
  2. Hi Heidi, We plan to be in Spain this year in time for the beginning of the school year. My husband is of Spanish descent, so we want to give our Aussie kids the opportunity to experience the other side of their culture and heritage, perfect their Spanish and take time out as a family to enjoy the wonderful Spanish way of life.

    • That is great Kristy. We are so excited for you. Isn’t it amazing how things just move along, once you have made the decision and commitment? Kudos to you and your family.

    • Hi Veni, thanks for your comment. Yes, it can be a bit lonely if your aren’t prepared. Just make sure you are connected to a social circle via the internet, prior to departure and you will have to do loads of legwork to keep in touch. Try to get involved in your new local community as well. We are finding loads of others to connect with in our town, Spain and around the world. I am loving it and have been lucky enough not to be lonely. That said, it would be nice to have a hug and a laugh with some family and friends, but skype will work for now.

[Saved data entries]
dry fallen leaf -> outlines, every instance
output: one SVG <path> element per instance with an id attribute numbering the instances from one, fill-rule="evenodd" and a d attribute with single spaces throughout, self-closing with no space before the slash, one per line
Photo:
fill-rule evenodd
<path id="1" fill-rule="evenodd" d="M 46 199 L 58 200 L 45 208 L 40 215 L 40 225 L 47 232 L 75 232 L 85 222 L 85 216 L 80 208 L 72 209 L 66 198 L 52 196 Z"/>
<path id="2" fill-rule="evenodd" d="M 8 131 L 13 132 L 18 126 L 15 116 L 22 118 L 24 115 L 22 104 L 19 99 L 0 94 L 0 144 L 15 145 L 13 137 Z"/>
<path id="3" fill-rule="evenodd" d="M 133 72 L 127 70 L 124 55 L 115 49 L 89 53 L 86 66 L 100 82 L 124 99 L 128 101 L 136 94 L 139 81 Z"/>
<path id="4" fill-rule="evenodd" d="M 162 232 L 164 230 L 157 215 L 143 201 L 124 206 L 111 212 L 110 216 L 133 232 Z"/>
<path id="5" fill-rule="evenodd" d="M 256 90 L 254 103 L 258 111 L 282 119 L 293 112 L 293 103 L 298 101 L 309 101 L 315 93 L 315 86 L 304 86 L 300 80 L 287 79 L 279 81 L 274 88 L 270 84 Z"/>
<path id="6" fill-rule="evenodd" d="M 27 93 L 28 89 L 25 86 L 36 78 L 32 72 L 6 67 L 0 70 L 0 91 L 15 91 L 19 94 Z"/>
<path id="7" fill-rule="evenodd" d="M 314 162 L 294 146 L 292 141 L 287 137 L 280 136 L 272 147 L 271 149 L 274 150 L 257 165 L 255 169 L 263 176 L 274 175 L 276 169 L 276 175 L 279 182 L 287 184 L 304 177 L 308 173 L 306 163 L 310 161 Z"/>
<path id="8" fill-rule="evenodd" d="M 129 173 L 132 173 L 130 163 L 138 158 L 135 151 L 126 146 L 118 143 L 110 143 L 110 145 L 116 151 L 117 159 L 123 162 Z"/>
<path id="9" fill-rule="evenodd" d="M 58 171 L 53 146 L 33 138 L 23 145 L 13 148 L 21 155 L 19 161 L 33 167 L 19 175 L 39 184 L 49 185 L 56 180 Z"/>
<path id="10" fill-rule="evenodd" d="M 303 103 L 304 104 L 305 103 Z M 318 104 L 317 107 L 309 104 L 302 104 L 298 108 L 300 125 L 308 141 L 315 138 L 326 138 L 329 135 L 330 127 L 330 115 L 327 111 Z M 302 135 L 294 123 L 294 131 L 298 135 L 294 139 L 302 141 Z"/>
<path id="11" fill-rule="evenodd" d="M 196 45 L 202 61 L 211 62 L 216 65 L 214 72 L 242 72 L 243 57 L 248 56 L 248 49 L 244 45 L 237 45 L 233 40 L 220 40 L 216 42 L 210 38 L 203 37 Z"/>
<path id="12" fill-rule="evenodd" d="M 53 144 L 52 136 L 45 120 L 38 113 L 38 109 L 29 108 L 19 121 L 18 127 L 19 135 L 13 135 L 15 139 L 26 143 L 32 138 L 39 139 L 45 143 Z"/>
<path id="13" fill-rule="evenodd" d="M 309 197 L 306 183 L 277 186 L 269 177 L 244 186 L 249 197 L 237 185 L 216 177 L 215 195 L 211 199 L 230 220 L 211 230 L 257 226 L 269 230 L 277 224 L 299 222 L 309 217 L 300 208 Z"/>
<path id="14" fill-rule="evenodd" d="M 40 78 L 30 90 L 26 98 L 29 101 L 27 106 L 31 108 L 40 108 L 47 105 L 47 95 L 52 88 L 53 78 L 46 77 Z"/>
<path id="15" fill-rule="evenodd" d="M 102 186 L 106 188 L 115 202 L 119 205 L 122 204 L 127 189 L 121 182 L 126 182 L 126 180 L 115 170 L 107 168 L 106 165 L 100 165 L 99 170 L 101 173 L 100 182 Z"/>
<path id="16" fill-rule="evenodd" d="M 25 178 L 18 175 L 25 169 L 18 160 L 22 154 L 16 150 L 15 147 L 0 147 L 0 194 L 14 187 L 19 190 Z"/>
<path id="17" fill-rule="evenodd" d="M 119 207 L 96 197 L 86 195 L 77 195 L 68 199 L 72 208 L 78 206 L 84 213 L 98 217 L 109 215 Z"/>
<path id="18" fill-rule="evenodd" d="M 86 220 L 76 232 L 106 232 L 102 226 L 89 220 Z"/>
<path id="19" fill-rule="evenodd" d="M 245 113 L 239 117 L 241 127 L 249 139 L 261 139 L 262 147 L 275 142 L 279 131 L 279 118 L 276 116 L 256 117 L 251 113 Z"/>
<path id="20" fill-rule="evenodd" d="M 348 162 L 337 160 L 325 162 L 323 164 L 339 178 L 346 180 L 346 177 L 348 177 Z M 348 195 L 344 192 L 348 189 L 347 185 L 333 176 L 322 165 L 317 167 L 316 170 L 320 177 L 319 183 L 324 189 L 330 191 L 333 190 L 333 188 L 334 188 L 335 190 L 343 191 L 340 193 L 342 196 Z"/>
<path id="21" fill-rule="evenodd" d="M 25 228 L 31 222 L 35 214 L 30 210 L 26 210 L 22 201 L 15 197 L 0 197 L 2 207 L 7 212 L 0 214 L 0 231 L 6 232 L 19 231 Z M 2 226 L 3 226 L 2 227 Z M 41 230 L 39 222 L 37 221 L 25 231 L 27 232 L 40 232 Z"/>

- [Exercises]
1. Please return the passage of the Spain comments starting at "2. Hi Heidi, We" and ending at "and your family.".
2. Answer these from the Spain comments:
(a) Of what descent is the husband mentioned in the first comment?
(b) By when does that family plan to be in Spain?
(c) What does the last comment say will work for now?
3. Write the next comment in the thread about moving to Spain, picking up after its final comment.
You won't need the saved data entries for any of this.

- [Answers given]
1.
2. Hi Heidi, We plan to be in Spain this year in time for the beginning of the school year. My husband is of Spanish descent, so we want to give our Aussie kids the opportunity to experience the other side of their culture and heritage, perfect their Spanish and take time out as a family to enjoy the wonderful Spanish way of life.

    • That is great Kristy. We are so excited for you. Isn’t it amazing how things just move along, once you have made the decision and commitment? Kudos to you and your family.

2.
(a) Spanish descent.
(b) In time for the beginning of the school year.
(c) Skype.

3.
    • Hey Carmen. Well we have moved countries a couple of times, so that helps. We lived in London a few years about 17 years ago and even that was an adjustment for us Americans. 🙂 How exciting to move from London to Perth.

  3. Excellent advice Heidi. I have to admit I just went with the flow, but in my case I re-located solo back in 2003. So I followed where friends were, and then moved around a bit with my partner a year or two later after we met.

    We have also been to Almunecar, as we lived for a while in Nerja.These days we have land here just on the border of the Communidad Valenciana and Catalonia.

    • Hey Jackie, thanks for stopping by. We love Valencia too. Yes, most often we go with the flow and sometimes we have it all planned out. Living in Spain for a while has us in more of the “go with the flow” mode more often.

  4. Really great advice. I especially like your suggestion of doing the scoping trip. That is key. It helped us nail down St. Margarets village in London when we were moving with our baby across the pond.

  5. This is such a great post with expert advice. We have been thinking about moving abroad when our kids go off to college. This gives me such good ideas about how to get started with this process. I have been a little overwhelmed thinking about how to get going.

    • Hey Dana. You bet it is overwhelming, but if you break it up into bite sized chunks and take baby steps, it isn’t so bad. Where are you thinking of going as empty nesters?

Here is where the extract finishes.